Your task: In the forum thread about Frontosa tank mates, what minimum tank length does Fogelhund say frontosa should be kept in? Please answer in one sentence.

Document text:
## Start

# Frontosa Tank Mates



## Maximilious (Sep 13, 2012)

Hello,

I have a 30g tank that consists of two Frontosa's and an algea eater. Recently they also had tankmates of a peacock and an electric yellow which both passed away. What would be some good tankmates for these two guys? They are fairly large now as I've had them over two years, so I'd have to find some mates which are around the same age that will either fit in with them, and/or won't get eaten.


----------



## Fogelhund (Dec 3, 2002)

A 30 gallon aquarium is not sufficient for frontosa. Really, I am of the opinion that at minimum you should keep them in 6ft long tanks.


----------



## Maximilious (Sep 13, 2012)

Sure, but I wasn't asking about my tank. I know I could use a bigger one which is always the opinion on this site. I've had up to 5 cichlids in a 30g before and they got along just fine with regular water changes/treatment. If anyone has suggestions for tank mates I would appreciate it.


----------



## Fogelhund (Dec 3, 2002)

I doubt you will get any suggestions to further deteriorate fish already kept under imprudent conditions.


----------



## Maximilious (Sep 13, 2012)

Well, the first two died due to trauma from a big move that took place. They lived for a year after, but damage eventually took its toll. The tank is fine as plenty of the 3 billion people in the world have 30g tanks set up from research I've done. I didn't ask for cichlids, they were a gift and I've been doing the best I can with what I was given. I don't have $500 to spend on a new tank setup, but I do have $20 for some new tank mates.


----------



## Fogelhund (Dec 3, 2002)

My recommendation would be to sell the frontosa or trade them, for fish that would be suitable for your tank. For that, it really depends on what you are looking for. Let someone else take care of them properly, and then you will be able to keep fish suitable for your tank, and take care of them well.


----------



## Cyphound (Oct 20, 2014)

I saw this post this morning and figured by the time I got home many will have chimed in to say what Fogulhund said. I was surprised at your answer to his suggestion. I don't know what you consider fish being fine but I can assure you they won't be for much longer. Frontosa can get to 10-12". They can live for well over 20 years and are best kept in a colony. You might not like to hear what is being suggested but your doing those fish a great disservice. You will not see them at their best and likely will stunt the growth. People have told you to get a bigger tank for a reason. Why bother to come on the forum when your just going to ignore the advice.
Please reconsider. With a tank that small there are still quite a few interesting cichlids you can house in your tank. If your keeping a fish tank to keep whatever makes you happy and not the fish then maybe get a different hobby.


----------



## nodima (Oct 3, 2002)

Maximilious said:


> Well, the first two died due to trauma from a big move that took place. They lived for a year after, but damage eventually took its toll. The tank is fine as plenty of the 3 billion people in the world have 30g tanks set up from research I've done. I didn't ask for cichlids, they were a gift and I've been doing the best I can with what I was given. I don't have $500 to spend on a new tank setup, but I do have $20 for some new tank mates.


Without piling on - there are plenty of fish which are appropriate for a 30 gallon tank, Frontosas just are not one of them. Many LFS will take in trades, or you can post them here in the Classifieds, and use the money to buy fish more suitable for a 30.


----------

## End

Position identification entries:
## Start

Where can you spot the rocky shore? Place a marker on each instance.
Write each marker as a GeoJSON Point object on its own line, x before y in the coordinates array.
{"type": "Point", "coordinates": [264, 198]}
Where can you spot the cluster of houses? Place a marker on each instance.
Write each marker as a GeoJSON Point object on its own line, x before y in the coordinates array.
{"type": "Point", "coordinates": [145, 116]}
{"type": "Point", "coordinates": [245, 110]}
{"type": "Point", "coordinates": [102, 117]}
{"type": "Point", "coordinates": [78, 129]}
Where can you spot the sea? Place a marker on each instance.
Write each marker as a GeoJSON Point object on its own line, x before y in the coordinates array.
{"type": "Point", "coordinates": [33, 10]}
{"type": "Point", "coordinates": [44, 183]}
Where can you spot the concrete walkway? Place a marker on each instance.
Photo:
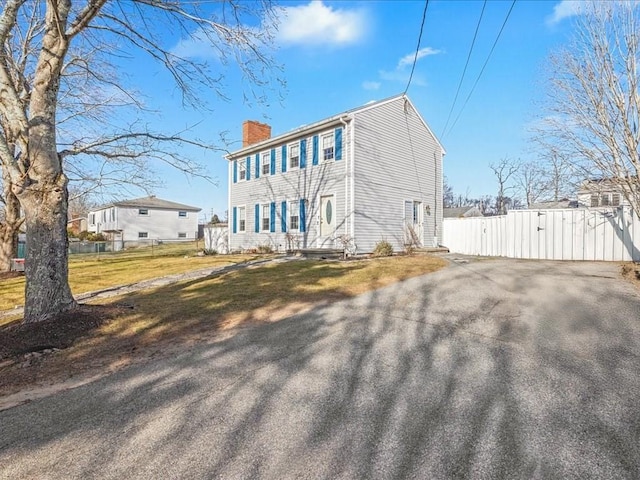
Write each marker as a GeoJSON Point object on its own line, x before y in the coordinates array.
{"type": "Point", "coordinates": [495, 369]}
{"type": "Point", "coordinates": [160, 282]}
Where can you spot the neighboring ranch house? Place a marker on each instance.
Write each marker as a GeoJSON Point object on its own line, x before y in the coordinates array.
{"type": "Point", "coordinates": [142, 219]}
{"type": "Point", "coordinates": [369, 174]}
{"type": "Point", "coordinates": [603, 193]}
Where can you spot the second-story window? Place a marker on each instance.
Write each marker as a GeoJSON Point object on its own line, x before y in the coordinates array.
{"type": "Point", "coordinates": [294, 155]}
{"type": "Point", "coordinates": [242, 169]}
{"type": "Point", "coordinates": [327, 147]}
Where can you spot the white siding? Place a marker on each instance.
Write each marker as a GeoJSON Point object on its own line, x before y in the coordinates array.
{"type": "Point", "coordinates": [159, 224]}
{"type": "Point", "coordinates": [310, 183]}
{"type": "Point", "coordinates": [397, 158]}
{"type": "Point", "coordinates": [571, 234]}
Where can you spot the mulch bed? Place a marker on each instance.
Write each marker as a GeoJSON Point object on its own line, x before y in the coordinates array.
{"type": "Point", "coordinates": [59, 333]}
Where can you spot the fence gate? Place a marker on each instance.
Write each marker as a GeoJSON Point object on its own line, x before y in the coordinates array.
{"type": "Point", "coordinates": [611, 234]}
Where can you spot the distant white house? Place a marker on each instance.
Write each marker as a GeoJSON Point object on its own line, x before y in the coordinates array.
{"type": "Point", "coordinates": [369, 174]}
{"type": "Point", "coordinates": [147, 218]}
{"type": "Point", "coordinates": [603, 193]}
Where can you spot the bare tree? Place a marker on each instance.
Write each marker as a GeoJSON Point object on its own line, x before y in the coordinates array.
{"type": "Point", "coordinates": [531, 180]}
{"type": "Point", "coordinates": [49, 48]}
{"type": "Point", "coordinates": [593, 115]}
{"type": "Point", "coordinates": [505, 171]}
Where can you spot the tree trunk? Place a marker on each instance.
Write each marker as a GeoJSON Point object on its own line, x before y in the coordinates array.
{"type": "Point", "coordinates": [10, 227]}
{"type": "Point", "coordinates": [47, 275]}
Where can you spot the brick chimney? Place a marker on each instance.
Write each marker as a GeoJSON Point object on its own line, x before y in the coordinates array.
{"type": "Point", "coordinates": [254, 132]}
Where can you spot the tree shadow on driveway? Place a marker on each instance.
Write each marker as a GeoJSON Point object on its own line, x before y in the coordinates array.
{"type": "Point", "coordinates": [483, 370]}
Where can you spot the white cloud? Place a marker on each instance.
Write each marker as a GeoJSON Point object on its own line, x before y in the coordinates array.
{"type": "Point", "coordinates": [565, 9]}
{"type": "Point", "coordinates": [371, 85]}
{"type": "Point", "coordinates": [402, 76]}
{"type": "Point", "coordinates": [423, 52]}
{"type": "Point", "coordinates": [319, 24]}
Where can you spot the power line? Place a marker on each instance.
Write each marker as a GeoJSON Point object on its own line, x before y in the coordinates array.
{"type": "Point", "coordinates": [483, 67]}
{"type": "Point", "coordinates": [464, 71]}
{"type": "Point", "coordinates": [415, 58]}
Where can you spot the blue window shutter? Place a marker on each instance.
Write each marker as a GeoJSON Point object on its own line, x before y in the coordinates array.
{"type": "Point", "coordinates": [303, 216]}
{"type": "Point", "coordinates": [315, 150]}
{"type": "Point", "coordinates": [283, 219]}
{"type": "Point", "coordinates": [272, 219]}
{"type": "Point", "coordinates": [257, 217]}
{"type": "Point", "coordinates": [303, 153]}
{"type": "Point", "coordinates": [235, 221]}
{"type": "Point", "coordinates": [257, 165]}
{"type": "Point", "coordinates": [273, 161]}
{"type": "Point", "coordinates": [338, 143]}
{"type": "Point", "coordinates": [284, 158]}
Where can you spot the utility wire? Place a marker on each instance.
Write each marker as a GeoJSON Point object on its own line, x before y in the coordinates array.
{"type": "Point", "coordinates": [464, 71]}
{"type": "Point", "coordinates": [483, 67]}
{"type": "Point", "coordinates": [415, 58]}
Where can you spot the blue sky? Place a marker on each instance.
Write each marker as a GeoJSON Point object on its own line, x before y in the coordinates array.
{"type": "Point", "coordinates": [340, 55]}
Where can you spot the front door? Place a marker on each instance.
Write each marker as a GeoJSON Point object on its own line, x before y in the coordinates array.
{"type": "Point", "coordinates": [327, 218]}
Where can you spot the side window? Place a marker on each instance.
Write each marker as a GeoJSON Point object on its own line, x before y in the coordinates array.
{"type": "Point", "coordinates": [294, 215]}
{"type": "Point", "coordinates": [242, 169]}
{"type": "Point", "coordinates": [265, 224]}
{"type": "Point", "coordinates": [242, 219]}
{"type": "Point", "coordinates": [328, 147]}
{"type": "Point", "coordinates": [294, 155]}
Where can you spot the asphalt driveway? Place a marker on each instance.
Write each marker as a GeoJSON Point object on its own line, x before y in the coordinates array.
{"type": "Point", "coordinates": [487, 369]}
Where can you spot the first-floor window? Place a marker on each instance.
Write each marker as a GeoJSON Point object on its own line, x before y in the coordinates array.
{"type": "Point", "coordinates": [242, 219]}
{"type": "Point", "coordinates": [265, 217]}
{"type": "Point", "coordinates": [294, 215]}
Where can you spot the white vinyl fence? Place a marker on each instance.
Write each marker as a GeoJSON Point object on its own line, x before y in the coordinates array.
{"type": "Point", "coordinates": [611, 234]}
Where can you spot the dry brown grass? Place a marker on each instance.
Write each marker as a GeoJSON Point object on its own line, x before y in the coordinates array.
{"type": "Point", "coordinates": [91, 272]}
{"type": "Point", "coordinates": [166, 319]}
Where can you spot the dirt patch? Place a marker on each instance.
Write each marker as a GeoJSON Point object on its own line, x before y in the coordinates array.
{"type": "Point", "coordinates": [631, 271]}
{"type": "Point", "coordinates": [9, 275]}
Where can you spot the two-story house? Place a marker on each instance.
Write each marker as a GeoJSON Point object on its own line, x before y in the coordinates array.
{"type": "Point", "coordinates": [141, 219]}
{"type": "Point", "coordinates": [369, 174]}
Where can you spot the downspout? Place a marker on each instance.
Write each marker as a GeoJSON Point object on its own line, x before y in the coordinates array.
{"type": "Point", "coordinates": [229, 209]}
{"type": "Point", "coordinates": [346, 178]}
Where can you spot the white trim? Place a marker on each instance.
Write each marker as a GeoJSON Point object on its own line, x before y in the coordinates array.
{"type": "Point", "coordinates": [238, 207]}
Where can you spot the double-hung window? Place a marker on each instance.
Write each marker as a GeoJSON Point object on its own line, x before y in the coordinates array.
{"type": "Point", "coordinates": [294, 215]}
{"type": "Point", "coordinates": [242, 169]}
{"type": "Point", "coordinates": [242, 219]}
{"type": "Point", "coordinates": [328, 150]}
{"type": "Point", "coordinates": [294, 155]}
{"type": "Point", "coordinates": [265, 224]}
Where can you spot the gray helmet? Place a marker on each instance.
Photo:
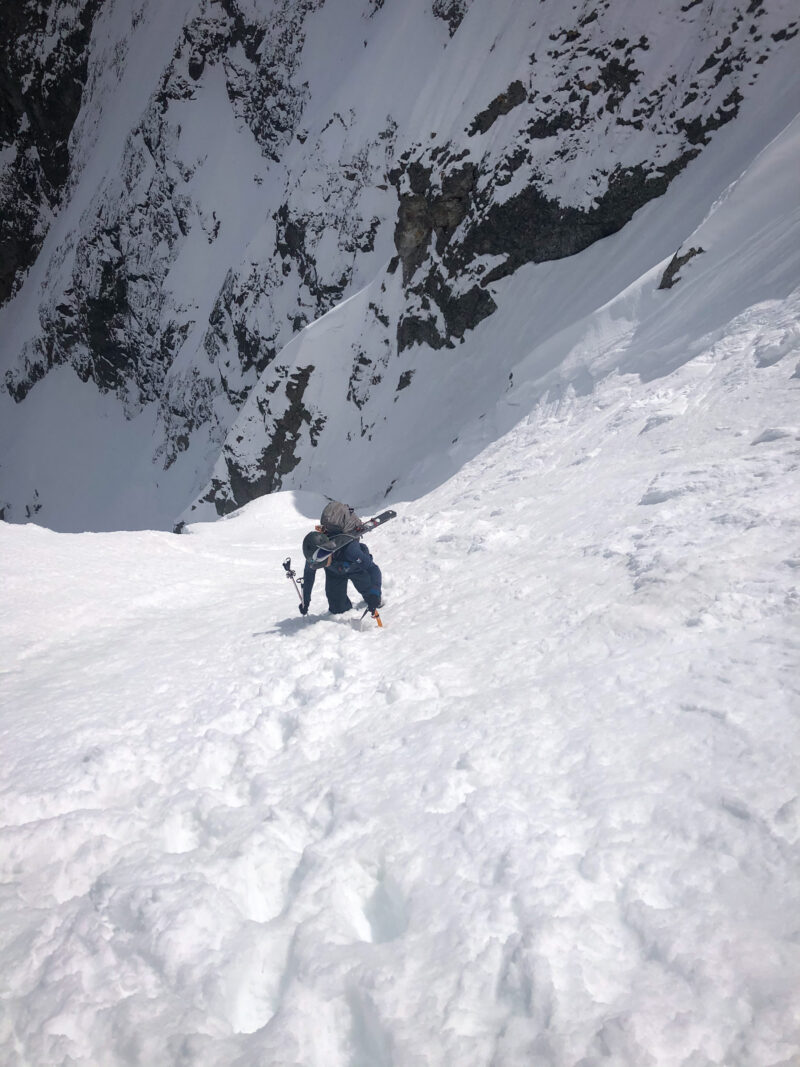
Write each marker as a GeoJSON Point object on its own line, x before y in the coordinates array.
{"type": "Point", "coordinates": [339, 518]}
{"type": "Point", "coordinates": [318, 547]}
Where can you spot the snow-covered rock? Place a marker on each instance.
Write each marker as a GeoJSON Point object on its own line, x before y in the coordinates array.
{"type": "Point", "coordinates": [237, 171]}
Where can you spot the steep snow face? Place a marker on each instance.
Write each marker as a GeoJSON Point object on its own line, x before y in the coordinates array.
{"type": "Point", "coordinates": [549, 814]}
{"type": "Point", "coordinates": [239, 170]}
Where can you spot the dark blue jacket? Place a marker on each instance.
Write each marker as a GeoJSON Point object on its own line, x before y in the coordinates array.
{"type": "Point", "coordinates": [354, 562]}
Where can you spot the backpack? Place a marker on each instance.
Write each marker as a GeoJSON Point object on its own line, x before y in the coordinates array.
{"type": "Point", "coordinates": [339, 519]}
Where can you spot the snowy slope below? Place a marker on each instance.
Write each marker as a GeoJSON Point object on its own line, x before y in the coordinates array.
{"type": "Point", "coordinates": [549, 814]}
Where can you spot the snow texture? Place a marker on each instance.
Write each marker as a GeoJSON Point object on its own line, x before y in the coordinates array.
{"type": "Point", "coordinates": [548, 814]}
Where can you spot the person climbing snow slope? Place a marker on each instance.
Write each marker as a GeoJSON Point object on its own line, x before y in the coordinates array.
{"type": "Point", "coordinates": [335, 547]}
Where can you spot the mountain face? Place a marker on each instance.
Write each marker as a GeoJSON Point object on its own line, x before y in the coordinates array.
{"type": "Point", "coordinates": [250, 245]}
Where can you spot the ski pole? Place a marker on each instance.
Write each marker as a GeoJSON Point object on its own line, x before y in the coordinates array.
{"type": "Point", "coordinates": [290, 574]}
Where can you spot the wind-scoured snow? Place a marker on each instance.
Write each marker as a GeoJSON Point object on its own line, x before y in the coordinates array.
{"type": "Point", "coordinates": [549, 814]}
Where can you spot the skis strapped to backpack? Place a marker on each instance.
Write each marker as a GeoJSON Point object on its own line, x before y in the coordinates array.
{"type": "Point", "coordinates": [370, 524]}
{"type": "Point", "coordinates": [378, 521]}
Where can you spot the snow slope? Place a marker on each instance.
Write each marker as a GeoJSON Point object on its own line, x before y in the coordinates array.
{"type": "Point", "coordinates": [548, 815]}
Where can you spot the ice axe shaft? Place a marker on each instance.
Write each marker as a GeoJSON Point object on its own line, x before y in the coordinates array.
{"type": "Point", "coordinates": [290, 574]}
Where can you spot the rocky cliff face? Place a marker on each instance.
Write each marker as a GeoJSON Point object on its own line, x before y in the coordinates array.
{"type": "Point", "coordinates": [288, 156]}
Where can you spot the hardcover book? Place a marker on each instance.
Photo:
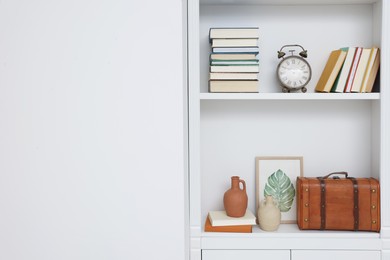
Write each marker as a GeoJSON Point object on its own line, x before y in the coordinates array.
{"type": "Point", "coordinates": [234, 86]}
{"type": "Point", "coordinates": [360, 70]}
{"type": "Point", "coordinates": [331, 70]}
{"type": "Point", "coordinates": [341, 79]}
{"type": "Point", "coordinates": [234, 43]}
{"type": "Point", "coordinates": [235, 68]}
{"type": "Point", "coordinates": [236, 229]}
{"type": "Point", "coordinates": [219, 218]}
{"type": "Point", "coordinates": [352, 72]}
{"type": "Point", "coordinates": [234, 32]}
{"type": "Point", "coordinates": [371, 71]}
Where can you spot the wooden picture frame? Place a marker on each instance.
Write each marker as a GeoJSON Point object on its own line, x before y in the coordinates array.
{"type": "Point", "coordinates": [280, 167]}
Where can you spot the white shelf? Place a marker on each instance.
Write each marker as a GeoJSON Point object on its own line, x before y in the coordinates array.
{"type": "Point", "coordinates": [288, 236]}
{"type": "Point", "coordinates": [331, 131]}
{"type": "Point", "coordinates": [288, 2]}
{"type": "Point", "coordinates": [289, 96]}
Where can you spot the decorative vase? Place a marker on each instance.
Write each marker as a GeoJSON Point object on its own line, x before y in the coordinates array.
{"type": "Point", "coordinates": [269, 215]}
{"type": "Point", "coordinates": [235, 200]}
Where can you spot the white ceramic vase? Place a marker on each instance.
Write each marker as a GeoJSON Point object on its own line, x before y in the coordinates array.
{"type": "Point", "coordinates": [269, 215]}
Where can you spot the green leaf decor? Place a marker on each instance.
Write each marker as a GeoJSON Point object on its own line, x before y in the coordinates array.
{"type": "Point", "coordinates": [279, 186]}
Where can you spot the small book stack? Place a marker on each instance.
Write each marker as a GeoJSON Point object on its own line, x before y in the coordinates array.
{"type": "Point", "coordinates": [234, 66]}
{"type": "Point", "coordinates": [350, 69]}
{"type": "Point", "coordinates": [218, 221]}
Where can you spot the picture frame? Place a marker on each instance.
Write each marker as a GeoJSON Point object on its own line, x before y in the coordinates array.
{"type": "Point", "coordinates": [275, 171]}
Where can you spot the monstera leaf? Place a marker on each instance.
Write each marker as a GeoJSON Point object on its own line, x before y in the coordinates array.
{"type": "Point", "coordinates": [279, 186]}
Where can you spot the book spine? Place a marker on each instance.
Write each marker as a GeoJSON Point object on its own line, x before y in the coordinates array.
{"type": "Point", "coordinates": [352, 72]}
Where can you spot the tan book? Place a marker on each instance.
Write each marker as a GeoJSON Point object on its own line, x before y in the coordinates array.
{"type": "Point", "coordinates": [233, 86]}
{"type": "Point", "coordinates": [331, 70]}
{"type": "Point", "coordinates": [236, 229]}
{"type": "Point", "coordinates": [219, 218]}
{"type": "Point", "coordinates": [372, 71]}
{"type": "Point", "coordinates": [360, 70]}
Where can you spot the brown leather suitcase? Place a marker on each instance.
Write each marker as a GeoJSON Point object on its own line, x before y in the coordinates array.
{"type": "Point", "coordinates": [334, 203]}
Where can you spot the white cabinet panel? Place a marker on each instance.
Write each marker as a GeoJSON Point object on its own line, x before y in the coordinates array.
{"type": "Point", "coordinates": [335, 255]}
{"type": "Point", "coordinates": [245, 254]}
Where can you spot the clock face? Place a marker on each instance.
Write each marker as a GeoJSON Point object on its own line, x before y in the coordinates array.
{"type": "Point", "coordinates": [294, 72]}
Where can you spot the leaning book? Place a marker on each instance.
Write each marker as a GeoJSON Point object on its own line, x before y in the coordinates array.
{"type": "Point", "coordinates": [219, 218]}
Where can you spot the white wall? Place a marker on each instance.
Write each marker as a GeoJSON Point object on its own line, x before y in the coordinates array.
{"type": "Point", "coordinates": [92, 130]}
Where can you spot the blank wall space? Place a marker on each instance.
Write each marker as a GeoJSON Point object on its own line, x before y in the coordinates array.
{"type": "Point", "coordinates": [89, 140]}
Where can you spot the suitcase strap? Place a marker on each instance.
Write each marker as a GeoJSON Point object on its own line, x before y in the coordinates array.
{"type": "Point", "coordinates": [355, 203]}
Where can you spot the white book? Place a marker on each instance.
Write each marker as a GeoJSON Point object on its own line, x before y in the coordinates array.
{"type": "Point", "coordinates": [219, 218]}
{"type": "Point", "coordinates": [235, 68]}
{"type": "Point", "coordinates": [233, 76]}
{"type": "Point", "coordinates": [234, 43]}
{"type": "Point", "coordinates": [234, 32]}
{"type": "Point", "coordinates": [234, 62]}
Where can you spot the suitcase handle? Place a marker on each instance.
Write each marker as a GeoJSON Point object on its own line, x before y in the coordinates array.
{"type": "Point", "coordinates": [333, 173]}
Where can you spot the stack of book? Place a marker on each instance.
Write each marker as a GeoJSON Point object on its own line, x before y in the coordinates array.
{"type": "Point", "coordinates": [350, 69]}
{"type": "Point", "coordinates": [218, 221]}
{"type": "Point", "coordinates": [234, 66]}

## End

Output for this task: Fogelhund says frontosa should be kept in tanks at least 6 feet long.